The problem
Please print exactly the lines running from the one that contains "Note to the class: find the flagpole" to the end of the data, with both lines included.

Natural-language object grounding data
== Segment start ==

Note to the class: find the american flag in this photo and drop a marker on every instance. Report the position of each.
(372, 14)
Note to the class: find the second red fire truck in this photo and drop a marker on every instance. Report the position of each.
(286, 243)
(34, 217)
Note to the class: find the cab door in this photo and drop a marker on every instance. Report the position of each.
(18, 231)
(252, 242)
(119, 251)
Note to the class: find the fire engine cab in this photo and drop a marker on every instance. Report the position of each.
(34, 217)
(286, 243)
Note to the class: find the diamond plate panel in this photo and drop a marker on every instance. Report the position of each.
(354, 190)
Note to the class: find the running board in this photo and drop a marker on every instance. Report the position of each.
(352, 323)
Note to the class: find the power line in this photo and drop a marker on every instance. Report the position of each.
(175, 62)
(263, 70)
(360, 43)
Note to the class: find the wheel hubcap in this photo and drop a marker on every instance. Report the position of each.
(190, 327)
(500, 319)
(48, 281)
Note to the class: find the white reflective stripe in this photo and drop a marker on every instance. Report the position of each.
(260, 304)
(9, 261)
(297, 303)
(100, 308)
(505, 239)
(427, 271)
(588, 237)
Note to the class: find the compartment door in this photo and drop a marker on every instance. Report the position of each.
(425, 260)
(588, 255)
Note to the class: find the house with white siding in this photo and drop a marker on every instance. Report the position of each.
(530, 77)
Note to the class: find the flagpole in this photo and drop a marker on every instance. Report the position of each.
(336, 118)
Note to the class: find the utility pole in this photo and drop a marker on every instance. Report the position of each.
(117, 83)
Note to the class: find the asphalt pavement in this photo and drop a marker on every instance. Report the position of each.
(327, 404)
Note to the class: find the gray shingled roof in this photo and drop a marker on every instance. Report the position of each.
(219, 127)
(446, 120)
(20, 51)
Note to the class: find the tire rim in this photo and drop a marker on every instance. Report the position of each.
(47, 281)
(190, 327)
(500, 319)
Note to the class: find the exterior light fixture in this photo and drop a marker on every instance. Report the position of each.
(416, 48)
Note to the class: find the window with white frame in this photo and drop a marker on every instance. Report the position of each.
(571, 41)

== Segment end ==

Solution to the exercise
Note to the class: find the flagpole in this photo and drop a marker on every instance. Report the position of each.
(336, 118)
Note to the class: find the utility pole in this photo and drop a marker on every instance. Report the position of each.
(117, 83)
Note to the class: find the asphalt pavement in this photo and drop a marker on every instance. Report the position of each.
(327, 404)
Note to the class: find the gray shingled roof in this photo and drop a marker on every instance. Report the position of each.
(219, 127)
(446, 120)
(20, 51)
Note to the class: find the tire rim in this photo and drop a marker on every instance. Report the position of each.
(47, 281)
(190, 327)
(500, 319)
Note to the class: find the exterior light fixture in this photo and drop a marker on every instance. Report the position of each.
(416, 48)
Note to the class: find the window with white frame in this photo and drop a marker on every instance. Report the position of each.
(571, 41)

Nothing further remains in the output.